[Stored entries]
----------

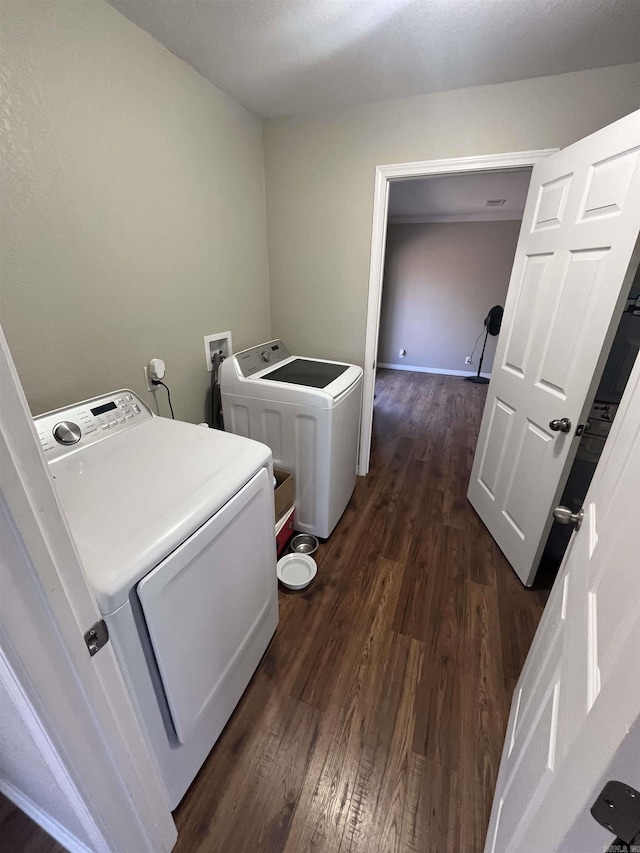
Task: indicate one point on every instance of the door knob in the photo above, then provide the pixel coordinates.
(563, 515)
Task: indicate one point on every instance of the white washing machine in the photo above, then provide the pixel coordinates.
(308, 412)
(175, 528)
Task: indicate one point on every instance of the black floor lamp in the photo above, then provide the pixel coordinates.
(492, 322)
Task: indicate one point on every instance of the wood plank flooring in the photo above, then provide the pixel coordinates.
(375, 720)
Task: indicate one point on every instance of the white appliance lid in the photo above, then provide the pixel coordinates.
(131, 499)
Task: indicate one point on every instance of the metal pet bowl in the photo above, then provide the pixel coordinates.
(304, 543)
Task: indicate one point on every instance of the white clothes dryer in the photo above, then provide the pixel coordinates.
(174, 525)
(307, 411)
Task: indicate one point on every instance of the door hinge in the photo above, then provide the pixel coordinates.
(96, 637)
(618, 810)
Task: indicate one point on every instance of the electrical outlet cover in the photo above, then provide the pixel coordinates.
(219, 341)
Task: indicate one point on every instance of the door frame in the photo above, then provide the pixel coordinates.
(383, 177)
(74, 708)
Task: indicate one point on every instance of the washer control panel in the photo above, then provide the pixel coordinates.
(252, 360)
(66, 430)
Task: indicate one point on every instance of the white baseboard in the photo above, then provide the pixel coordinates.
(60, 833)
(414, 369)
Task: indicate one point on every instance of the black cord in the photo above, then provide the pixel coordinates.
(217, 421)
(166, 387)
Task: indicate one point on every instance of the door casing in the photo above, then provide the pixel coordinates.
(383, 177)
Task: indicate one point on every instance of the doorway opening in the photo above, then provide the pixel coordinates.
(385, 177)
(450, 245)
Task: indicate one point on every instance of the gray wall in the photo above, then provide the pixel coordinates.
(440, 280)
(133, 212)
(320, 171)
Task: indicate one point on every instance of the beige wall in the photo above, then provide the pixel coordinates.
(133, 210)
(320, 175)
(440, 281)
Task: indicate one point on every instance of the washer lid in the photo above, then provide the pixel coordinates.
(132, 499)
(305, 371)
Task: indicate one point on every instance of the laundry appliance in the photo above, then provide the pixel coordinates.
(174, 525)
(307, 411)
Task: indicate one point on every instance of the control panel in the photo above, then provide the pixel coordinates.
(253, 360)
(66, 430)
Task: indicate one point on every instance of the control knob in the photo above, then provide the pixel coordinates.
(66, 432)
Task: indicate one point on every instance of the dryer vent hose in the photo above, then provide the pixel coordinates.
(217, 421)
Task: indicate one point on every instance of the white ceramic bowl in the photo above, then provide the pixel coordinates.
(295, 571)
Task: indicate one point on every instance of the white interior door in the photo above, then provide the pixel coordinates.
(578, 696)
(578, 235)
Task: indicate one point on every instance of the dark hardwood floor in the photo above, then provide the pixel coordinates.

----------

WORK ITEM :: Return, exactly as they stand, all of the lines above, but not the pictures.

WRITTEN RESPONSE ::
Task: indicate one point on every instance of the door knob in the photo above, then provide the pixel coordinates.
(563, 515)
Task: indicate one point on every instance of the white washing machine in the photo above, then provide the pixel coordinates.
(308, 412)
(175, 528)
Task: indicate one point on every instance of the black floor lamp in the photo above, then provide the pixel coordinates.
(492, 322)
Task: indicate one point on every instance of the wood plank flooring in the photo above, then provide the pixel coordinates.
(375, 720)
Task: indicate one point on every instance of the white appliance lid in the photo above, then provide the pixel coordinates.
(131, 499)
Task: indicate one point on every instance of the metal pet bowl in the photo above, then provide the pixel coordinates.
(304, 543)
Task: indicate one point on every instance of the white clothes dryer in the photo above, then provide the pixel coordinates.
(174, 525)
(307, 411)
Task: indicate one point on every instance of the door hinge in the photo above, then provide the pixel coordinates.
(96, 637)
(618, 810)
Task: indicate one point on every instance of the electrical outlet cover in the photo above, then provide the pixel coordinates.
(219, 341)
Task: indicate one point on every instance of the door frame in the photo above, then provide the pixel coordinates.
(383, 177)
(74, 708)
Task: indicate one point on every instance of the washer control panel in the photo above, then provide the pixel coordinates.
(252, 360)
(66, 430)
Task: indicate one point on every instance of the white baseboard in the photo above, then provide the pixel coordinates.
(60, 833)
(414, 369)
Task: indicate one point on every instance of the black cord in the photo above, then provide the pixel coordinates.
(217, 421)
(166, 387)
Task: indicate one point on every instance of the door casing in the photo above, then provide the pixel coordinates.
(383, 177)
Task: indicate one point on every instance of the doorway opening in the photo above, then provide the pixel coordinates.
(385, 177)
(450, 245)
Task: indicate one point on every instance of the gray wall in the photo above, then provide the pixel coordinates.
(440, 280)
(133, 212)
(320, 171)
Task: indicate one point on every instance of the beige wall in the photo above, then provide the pixel coordinates.
(133, 210)
(320, 175)
(440, 281)
Task: indicate one point on every instance of the washer lid in the photo above, then provide the pixel coordinates.
(132, 499)
(305, 371)
Task: indicate one point on every instance of the laundry appliance in the photo above, then provide the pixel coordinates.
(174, 525)
(307, 411)
Task: indicate one point on every instance of the control panel in the photo above, then provide the pixel coordinates.
(253, 360)
(66, 430)
Task: indicate one point on every instance of the control knob in the photo above, then provide the pixel coordinates.
(66, 432)
Task: indicate one point on every instance of the dryer vent hose in the photo above, then provide the pixel coordinates.
(217, 421)
Task: indicate one point on every instance of the white ceramic bowl in the photo above, then provide the pixel coordinates.
(295, 571)
Task: indicate one point on every instance of the white interior door in the photo above, then provide the pixel coordinates.
(578, 696)
(578, 235)
Task: indicate one point on every instance of the dark hardwood floor in the photo above, then provide the pixel coordinates.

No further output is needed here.